• [Task statement]: Here are some records. Copy each one exactly.

○ ○ ○ ○ ○

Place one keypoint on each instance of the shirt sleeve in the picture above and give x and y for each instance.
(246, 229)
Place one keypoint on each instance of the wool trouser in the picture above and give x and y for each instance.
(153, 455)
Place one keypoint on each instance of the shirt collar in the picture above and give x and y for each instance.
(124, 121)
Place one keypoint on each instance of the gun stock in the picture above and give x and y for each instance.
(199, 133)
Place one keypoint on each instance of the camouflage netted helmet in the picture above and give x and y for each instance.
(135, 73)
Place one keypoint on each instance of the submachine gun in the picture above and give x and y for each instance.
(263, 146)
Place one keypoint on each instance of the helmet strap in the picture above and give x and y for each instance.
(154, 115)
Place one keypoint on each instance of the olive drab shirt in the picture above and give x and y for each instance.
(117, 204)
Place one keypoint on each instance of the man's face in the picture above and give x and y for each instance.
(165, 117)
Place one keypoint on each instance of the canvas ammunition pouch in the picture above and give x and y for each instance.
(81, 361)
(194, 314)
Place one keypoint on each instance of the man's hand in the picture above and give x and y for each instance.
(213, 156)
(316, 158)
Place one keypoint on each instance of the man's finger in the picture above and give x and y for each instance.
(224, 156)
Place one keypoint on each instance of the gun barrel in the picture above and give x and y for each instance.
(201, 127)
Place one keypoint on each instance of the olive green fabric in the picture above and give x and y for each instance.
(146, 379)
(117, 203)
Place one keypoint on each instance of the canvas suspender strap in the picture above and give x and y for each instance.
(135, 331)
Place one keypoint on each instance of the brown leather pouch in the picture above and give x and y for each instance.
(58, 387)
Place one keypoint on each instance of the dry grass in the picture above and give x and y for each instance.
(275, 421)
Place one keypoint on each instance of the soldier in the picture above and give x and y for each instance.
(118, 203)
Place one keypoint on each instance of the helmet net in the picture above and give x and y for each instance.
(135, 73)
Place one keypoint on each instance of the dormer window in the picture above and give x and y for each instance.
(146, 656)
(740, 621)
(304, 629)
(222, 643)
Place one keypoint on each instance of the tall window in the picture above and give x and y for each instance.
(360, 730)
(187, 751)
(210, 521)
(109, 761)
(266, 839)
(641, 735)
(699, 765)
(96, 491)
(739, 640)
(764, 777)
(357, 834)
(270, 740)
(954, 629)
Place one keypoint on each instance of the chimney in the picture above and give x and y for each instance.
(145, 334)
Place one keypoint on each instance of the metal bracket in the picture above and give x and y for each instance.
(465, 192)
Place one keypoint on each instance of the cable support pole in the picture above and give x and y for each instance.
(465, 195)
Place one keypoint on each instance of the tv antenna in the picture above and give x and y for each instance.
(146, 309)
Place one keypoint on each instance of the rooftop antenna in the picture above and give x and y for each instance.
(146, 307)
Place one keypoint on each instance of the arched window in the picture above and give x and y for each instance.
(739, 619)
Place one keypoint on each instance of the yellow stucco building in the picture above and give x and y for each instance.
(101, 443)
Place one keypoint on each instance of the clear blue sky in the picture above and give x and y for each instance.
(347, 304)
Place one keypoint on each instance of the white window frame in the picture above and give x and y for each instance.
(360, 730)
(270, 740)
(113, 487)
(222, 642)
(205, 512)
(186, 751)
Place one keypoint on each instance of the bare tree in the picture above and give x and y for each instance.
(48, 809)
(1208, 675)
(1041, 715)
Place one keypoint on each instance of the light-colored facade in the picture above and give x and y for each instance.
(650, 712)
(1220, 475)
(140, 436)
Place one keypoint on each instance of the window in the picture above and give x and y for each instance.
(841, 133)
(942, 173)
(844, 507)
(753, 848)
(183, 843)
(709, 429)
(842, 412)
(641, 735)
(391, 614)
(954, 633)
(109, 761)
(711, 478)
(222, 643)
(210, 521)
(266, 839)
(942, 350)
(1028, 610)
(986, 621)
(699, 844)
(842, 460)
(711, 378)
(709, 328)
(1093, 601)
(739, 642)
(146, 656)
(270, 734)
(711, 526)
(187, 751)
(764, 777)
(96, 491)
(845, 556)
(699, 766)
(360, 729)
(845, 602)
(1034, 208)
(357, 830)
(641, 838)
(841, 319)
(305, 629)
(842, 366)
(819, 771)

○ ○ ○ ○ ○

• [Exercise output]:
Place one keypoint on each instance of the shirt sleeve in the picture above and give x and y for each instance.
(246, 229)
Place one keypoint on each instance of the wool trouser in the picture above and give x and y for each instance.
(153, 455)
Place one keypoint on each instance of the shirt collar in the picture above and give x and y for each instance.
(124, 121)
Place one keypoint on each instance of the gun stock in the picture above and give x and y for each instance.
(199, 133)
Place one keypoint on each instance of the camouflage netted helmet in the picture above and give x and y for each instance.
(135, 73)
Place one keypoint on each instance of the submachine gun in the picture above and give x and y for each instance.
(263, 146)
Place one keypoint on each instance of the helmet strap in the picture above and give x and y for each instance.
(154, 115)
Place one keypoint on each instance of the olive drab shirt in the picture above and give x and y for each instance.
(117, 204)
Place one keypoint on each instance of the man's face in the picture above and give x and y for each instance.
(165, 117)
Place one keypoint on each instance of the canvas ammunition pouch in the picture above and give x and y for each instance.
(81, 361)
(194, 314)
Place one keypoint on each instance of the man's hand in the picture above and give x and y for each instance.
(213, 156)
(316, 158)
Place one keypoint on each instance of the man's finger in the picture above and give x and y for each instance.
(224, 156)
Place one keypoint on each instance of the gun barrel in the picture above and give x and y for each instance.
(201, 127)
Place one keypoint on each instance of the olive green fabric in the picture above and give x and y for each instance.
(146, 379)
(117, 203)
Place one keypoint on each instance of the canvas suspender strap in the picture above and give x and y for each instance.
(135, 331)
Place one keypoint on each instance of the brown leather pouch in the picture above and give x and y for each instance.
(58, 387)
Place one keypoint on each instance of the dry grass in the picture above and give x and y for each instance.
(275, 421)
Place one keypoint on each instance of the soldier in the picture above and give x and y for each instance.
(118, 203)
Place one keypoint on each instance of the helmet net in the picture above and give x and y for each instance.
(135, 73)
Place one keypoint on each instance of the dormer window in the picture above and give x and y for each instance.
(146, 656)
(740, 621)
(304, 629)
(222, 643)
Place one keypoint on each instance of the tall window in the picture above and give x and y for each instance.
(360, 730)
(187, 751)
(210, 521)
(109, 761)
(266, 839)
(641, 735)
(699, 765)
(96, 491)
(739, 640)
(764, 777)
(357, 834)
(270, 740)
(954, 629)
Place one keypoint on each instance of the chimney in the picture above and give x and y for each instance.
(145, 334)
Place one keypoint on each instance of the metal bracket in the picture above and give x and y for each instance.
(465, 192)
Place one keypoint on each instance of the cable support pole in the picture above and give x and y for each instance.
(465, 195)
Place one keypoint on each instance of the tv antenna in the picture above and give x and y for each instance.
(146, 309)
Place one keypoint on each instance of the rooftop antenna in the picture above and give x and y for each instance.
(146, 307)
Place one keypoint on each instance of the arched window in the picture above and give x and y for each instance.
(739, 619)
Place one keypoint on each instance of the yellow stucco building in the picture above and give x and y for each instance.
(101, 443)
Place one keypoint on each instance of the clear blue sky in the picture above and give x and y for each instance.
(347, 304)
Place one keypoint on each instance of the white window frame in the picture above and give x and y for each instance.
(360, 730)
(270, 740)
(113, 487)
(222, 642)
(205, 512)
(186, 751)
Place one keypoint on each instance of the bare tree in the picture above and give x and y for each instance.
(48, 809)
(1208, 675)
(1041, 715)
Place one keypoint on each instance of the light-colored facade in the picture above and give x and y for each instance.
(650, 712)
(1220, 475)
(140, 436)
Place one keypoint on each instance of the window in the picture above and give x and y for each instance.
(841, 133)
(942, 173)
(844, 507)
(753, 848)
(183, 843)
(709, 429)
(842, 412)
(641, 735)
(391, 614)
(954, 633)
(109, 761)
(711, 478)
(222, 643)
(210, 521)
(266, 839)
(942, 350)
(1028, 610)
(986, 621)
(699, 844)
(842, 460)
(711, 378)
(709, 328)
(1093, 601)
(739, 642)
(146, 656)
(270, 734)
(711, 526)
(187, 751)
(764, 777)
(96, 491)
(845, 556)
(699, 766)
(360, 729)
(845, 602)
(1034, 208)
(357, 830)
(641, 838)
(841, 319)
(305, 629)
(842, 366)
(819, 771)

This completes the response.